Data extract:
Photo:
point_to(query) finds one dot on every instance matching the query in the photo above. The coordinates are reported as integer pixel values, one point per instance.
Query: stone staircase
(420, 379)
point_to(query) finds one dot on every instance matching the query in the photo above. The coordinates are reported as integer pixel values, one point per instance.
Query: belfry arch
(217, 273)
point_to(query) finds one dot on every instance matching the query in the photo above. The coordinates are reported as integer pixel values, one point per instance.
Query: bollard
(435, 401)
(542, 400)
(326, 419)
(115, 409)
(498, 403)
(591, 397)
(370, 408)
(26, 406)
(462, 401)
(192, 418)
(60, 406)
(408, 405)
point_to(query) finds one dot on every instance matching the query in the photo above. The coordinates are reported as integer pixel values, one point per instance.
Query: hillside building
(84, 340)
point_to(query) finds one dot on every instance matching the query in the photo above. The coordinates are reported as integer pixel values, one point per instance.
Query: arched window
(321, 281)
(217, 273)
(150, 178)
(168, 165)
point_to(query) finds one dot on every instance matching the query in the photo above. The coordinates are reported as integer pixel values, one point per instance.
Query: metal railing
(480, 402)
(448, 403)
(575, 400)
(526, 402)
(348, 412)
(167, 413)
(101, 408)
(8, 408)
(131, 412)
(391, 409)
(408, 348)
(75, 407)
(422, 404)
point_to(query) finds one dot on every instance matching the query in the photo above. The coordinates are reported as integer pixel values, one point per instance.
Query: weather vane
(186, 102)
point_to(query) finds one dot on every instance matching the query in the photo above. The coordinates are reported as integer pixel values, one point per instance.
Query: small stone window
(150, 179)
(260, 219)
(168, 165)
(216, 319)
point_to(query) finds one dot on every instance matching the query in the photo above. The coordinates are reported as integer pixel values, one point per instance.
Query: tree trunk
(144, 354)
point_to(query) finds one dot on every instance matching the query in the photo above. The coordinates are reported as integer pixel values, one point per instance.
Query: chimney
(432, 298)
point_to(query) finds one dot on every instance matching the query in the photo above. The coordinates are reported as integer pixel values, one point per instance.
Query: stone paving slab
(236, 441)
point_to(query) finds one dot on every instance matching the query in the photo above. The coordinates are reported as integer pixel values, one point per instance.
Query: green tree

Problem statement: Without altering a single word, repeat the material.

Written response:
Photo:
point_to(query) finds one dot on every instance matching the query in the photo above. The coordinates are reported as integer pixel values, one point per instance.
Query: stone staircase
(420, 379)
point_to(query) finds one dot on every instance matching the query in the photo above. The coordinates are reported as integer pixel values, one point per instance.
Query: belfry arch
(217, 273)
point_to(query) finds one dot on every instance matching the query in the photo above. The coordinates are reported as integer pixel values, one point per instance.
Query: bollard
(435, 401)
(542, 400)
(326, 419)
(115, 409)
(498, 403)
(591, 397)
(370, 408)
(26, 406)
(462, 401)
(192, 418)
(60, 406)
(408, 405)
point_to(query) finds one dot on every instance matching the query in the photo above. The coordinates are reported as integer pixel values, one point per instance.
Query: hillside building
(84, 340)
point_to(query) finds one dot on every instance matching the query in the photo above. The coordinates are reported as integer pixel values, one point per instance.
Query: arched window
(321, 281)
(217, 273)
(150, 178)
(168, 165)
point_to(query) finds one dot on every instance matching the query in the photo above. The coordinates are reported as integer pixel values, one point per instance.
Query: metal railing
(480, 402)
(448, 403)
(575, 400)
(526, 402)
(348, 412)
(167, 413)
(101, 408)
(8, 408)
(131, 412)
(391, 409)
(408, 348)
(75, 407)
(422, 404)
point_to(query) finds one dot on every instance matching the query in the photo above. The coordinates are reported as integer pixel values, one point per instance.
Query: weather vane
(186, 102)
point_to(query) finds one dot on every instance matching the query in the photo above. The coordinates are reported as integer pixel values, one point per instance.
Query: small stone window
(150, 179)
(260, 219)
(168, 165)
(216, 319)
point_to(query) finds one dot on every instance matching the query in the photo above. The coordinates are reported as integer pixel values, one point per instance.
Query: tree trunk
(144, 354)
point_to(query) finds one dot on every instance matching the query in the photo above. The coordinates are reported as integer pixel values, one point per instance.
Query: chimney
(432, 298)
point_to(query) finds one dot on every instance matching the query in the photo above. The coordinates are reported as integer pixel values, one point per instance.
Query: stone paving slab
(236, 441)
point_to(query) finds one dot on every instance matching the query in the photo above. The coordinates are reported as integer pixel values, one point per instance.
Query: green tree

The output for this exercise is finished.